Task prompt:
In the passage about Buck Hill Farm below, from whom did Charles and Lynn Buck buy the dairy farm in 1978?

Source:
↓↓↓

In 1978, my parents, Charles and Lynn Buck, purchased a 110 acre dairy farm from Frank and Olive Payne on Fuller Road in Jefferson, NY. It would be their second dairy farm. Having been dairy farmers for decades and maple sugar producers since 1960, they were excited about the large sap bush at Buck Hill Farm, and the possibility of having a second farm for one of their two sons to manage. Even though he started as a maple syrup hobbyist, my father was a firm believer in the idea that “more is better,” and enthusiastically embraced every technological advancement that came along. Always looking for a way to make the process more efficient, Mom and Dad knew that making consistently good maple syrup required strong determination and a commitment of time and energy. A very good description of the syrup making process and the innovative changes that took place can be found here.

↑↑↑

Saved entries:
↓↓↓

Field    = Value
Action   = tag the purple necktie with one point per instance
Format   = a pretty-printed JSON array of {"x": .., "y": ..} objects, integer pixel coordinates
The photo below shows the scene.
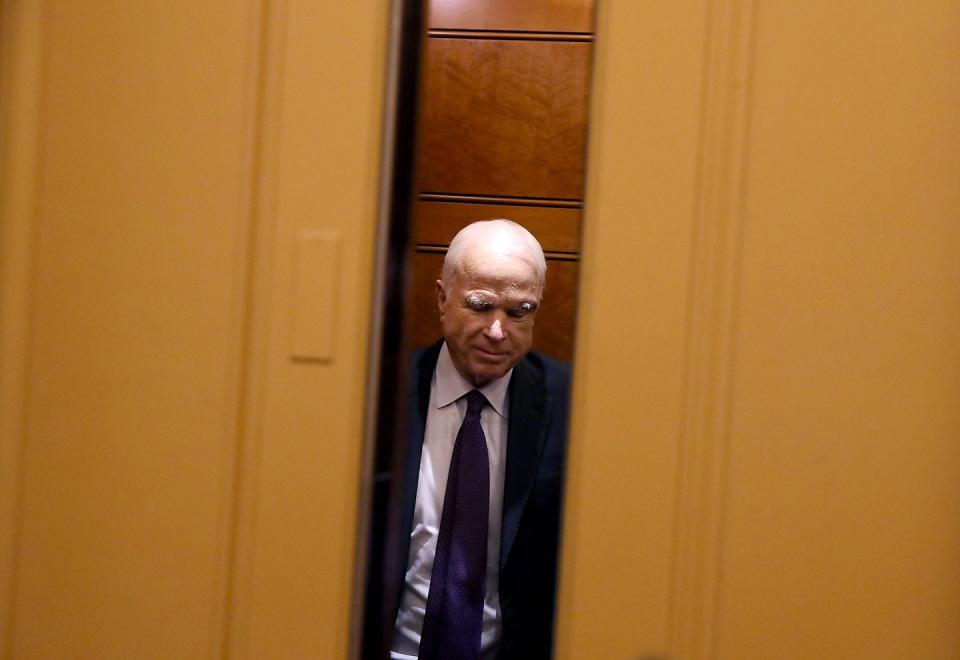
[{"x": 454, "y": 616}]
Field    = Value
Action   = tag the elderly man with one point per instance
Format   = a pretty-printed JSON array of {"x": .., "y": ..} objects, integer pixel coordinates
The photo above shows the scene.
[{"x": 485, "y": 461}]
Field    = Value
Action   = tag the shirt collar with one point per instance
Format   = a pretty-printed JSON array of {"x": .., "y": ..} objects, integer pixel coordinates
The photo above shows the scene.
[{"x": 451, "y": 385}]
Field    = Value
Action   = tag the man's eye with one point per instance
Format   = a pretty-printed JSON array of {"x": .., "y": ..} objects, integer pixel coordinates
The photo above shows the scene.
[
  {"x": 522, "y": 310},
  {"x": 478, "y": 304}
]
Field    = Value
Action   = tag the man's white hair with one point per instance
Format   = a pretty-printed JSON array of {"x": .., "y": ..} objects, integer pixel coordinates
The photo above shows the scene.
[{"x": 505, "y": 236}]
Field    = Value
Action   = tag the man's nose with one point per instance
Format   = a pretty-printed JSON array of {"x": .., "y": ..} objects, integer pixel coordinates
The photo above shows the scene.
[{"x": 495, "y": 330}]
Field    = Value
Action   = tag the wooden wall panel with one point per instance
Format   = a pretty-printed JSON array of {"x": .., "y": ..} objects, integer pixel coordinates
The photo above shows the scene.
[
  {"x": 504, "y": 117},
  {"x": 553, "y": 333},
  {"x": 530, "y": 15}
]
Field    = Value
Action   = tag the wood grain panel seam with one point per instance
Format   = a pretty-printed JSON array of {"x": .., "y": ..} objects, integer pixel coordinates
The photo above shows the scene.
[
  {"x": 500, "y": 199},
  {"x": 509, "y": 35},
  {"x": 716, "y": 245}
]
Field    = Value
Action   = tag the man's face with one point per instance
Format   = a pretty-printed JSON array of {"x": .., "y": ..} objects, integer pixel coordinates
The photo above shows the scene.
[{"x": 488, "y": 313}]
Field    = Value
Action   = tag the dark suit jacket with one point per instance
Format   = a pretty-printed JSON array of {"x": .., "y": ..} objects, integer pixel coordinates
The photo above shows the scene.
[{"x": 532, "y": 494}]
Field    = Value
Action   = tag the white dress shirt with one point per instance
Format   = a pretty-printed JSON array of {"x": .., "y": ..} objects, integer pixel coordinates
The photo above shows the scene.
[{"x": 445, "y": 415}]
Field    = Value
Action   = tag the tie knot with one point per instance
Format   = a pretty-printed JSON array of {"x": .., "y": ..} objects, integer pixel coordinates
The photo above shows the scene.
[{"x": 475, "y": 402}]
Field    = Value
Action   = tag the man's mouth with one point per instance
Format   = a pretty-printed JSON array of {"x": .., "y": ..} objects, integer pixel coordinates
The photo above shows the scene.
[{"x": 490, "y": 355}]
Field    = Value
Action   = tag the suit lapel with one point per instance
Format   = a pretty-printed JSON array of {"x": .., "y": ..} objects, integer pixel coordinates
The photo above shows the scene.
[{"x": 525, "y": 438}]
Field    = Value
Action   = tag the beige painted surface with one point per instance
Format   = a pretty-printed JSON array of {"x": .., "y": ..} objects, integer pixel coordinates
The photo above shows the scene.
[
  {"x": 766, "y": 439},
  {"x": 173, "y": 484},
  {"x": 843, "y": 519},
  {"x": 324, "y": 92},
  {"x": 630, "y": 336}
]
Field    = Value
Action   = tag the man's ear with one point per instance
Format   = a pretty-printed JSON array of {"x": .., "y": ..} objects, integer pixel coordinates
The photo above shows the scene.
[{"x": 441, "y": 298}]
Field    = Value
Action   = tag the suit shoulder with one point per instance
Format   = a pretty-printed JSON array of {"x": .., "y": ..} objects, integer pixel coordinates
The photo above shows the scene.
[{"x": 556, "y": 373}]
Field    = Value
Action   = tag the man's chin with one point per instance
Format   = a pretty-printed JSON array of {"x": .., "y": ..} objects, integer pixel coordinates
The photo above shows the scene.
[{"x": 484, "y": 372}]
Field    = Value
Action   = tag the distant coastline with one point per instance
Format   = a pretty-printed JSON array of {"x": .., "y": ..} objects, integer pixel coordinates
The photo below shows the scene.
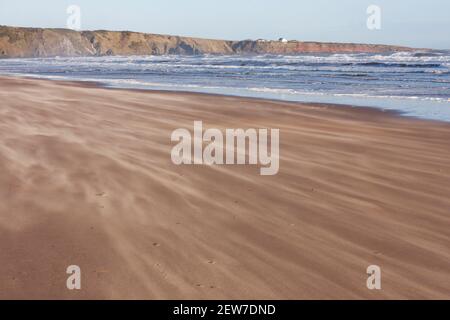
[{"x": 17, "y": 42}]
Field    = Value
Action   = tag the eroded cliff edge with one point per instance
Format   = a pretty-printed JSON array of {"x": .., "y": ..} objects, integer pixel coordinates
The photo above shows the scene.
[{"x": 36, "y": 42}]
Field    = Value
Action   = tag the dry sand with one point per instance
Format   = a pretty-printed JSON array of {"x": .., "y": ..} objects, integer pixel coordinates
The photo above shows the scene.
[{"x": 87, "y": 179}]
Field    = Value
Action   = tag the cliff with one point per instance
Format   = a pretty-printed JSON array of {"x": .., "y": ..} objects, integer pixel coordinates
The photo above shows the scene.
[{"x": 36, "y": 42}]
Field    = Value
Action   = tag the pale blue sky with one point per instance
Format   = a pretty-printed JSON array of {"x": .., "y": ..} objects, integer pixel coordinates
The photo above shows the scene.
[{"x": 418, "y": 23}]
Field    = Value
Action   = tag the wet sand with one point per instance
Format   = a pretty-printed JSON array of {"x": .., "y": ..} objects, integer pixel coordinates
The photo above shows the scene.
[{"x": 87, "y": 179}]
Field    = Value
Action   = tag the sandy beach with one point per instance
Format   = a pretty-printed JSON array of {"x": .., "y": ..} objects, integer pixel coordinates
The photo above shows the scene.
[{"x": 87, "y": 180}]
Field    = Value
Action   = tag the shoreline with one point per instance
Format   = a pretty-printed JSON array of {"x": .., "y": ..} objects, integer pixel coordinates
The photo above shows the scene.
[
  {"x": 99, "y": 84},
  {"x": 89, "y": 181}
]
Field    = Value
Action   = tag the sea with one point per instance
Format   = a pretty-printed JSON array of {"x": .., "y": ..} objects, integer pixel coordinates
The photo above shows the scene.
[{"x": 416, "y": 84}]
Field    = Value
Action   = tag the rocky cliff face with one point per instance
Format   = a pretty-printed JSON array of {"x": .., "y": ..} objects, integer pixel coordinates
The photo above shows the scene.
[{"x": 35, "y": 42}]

↑↑↑
↓↓↓

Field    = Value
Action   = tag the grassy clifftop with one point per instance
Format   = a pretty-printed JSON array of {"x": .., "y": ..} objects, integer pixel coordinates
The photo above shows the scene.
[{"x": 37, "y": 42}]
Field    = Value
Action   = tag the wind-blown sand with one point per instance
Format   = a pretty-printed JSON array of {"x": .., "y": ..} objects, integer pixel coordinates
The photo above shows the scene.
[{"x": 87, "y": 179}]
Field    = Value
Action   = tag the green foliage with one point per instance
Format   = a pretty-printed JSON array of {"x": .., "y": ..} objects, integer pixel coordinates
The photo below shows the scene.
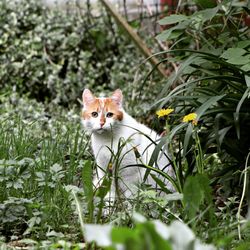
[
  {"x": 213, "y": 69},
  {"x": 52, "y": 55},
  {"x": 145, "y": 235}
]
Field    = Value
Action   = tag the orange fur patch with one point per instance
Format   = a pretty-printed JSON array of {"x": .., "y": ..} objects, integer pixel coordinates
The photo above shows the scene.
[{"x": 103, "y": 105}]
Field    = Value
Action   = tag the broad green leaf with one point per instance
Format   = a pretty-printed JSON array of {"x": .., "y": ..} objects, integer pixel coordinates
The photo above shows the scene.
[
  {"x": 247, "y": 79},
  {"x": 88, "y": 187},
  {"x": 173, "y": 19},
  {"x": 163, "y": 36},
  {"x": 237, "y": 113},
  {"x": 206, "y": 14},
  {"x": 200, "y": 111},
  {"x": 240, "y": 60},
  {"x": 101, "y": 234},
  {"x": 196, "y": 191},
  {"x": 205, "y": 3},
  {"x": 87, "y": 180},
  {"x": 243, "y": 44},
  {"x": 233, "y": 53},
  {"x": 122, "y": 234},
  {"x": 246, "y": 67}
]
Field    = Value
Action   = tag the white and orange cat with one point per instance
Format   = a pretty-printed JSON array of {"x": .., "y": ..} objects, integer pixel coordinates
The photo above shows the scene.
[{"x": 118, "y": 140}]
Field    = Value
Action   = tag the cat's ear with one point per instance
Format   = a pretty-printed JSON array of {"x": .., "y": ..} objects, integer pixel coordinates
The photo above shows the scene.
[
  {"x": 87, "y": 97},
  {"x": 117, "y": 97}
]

↑↑↑

Exercise output:
Frank and Olive Payne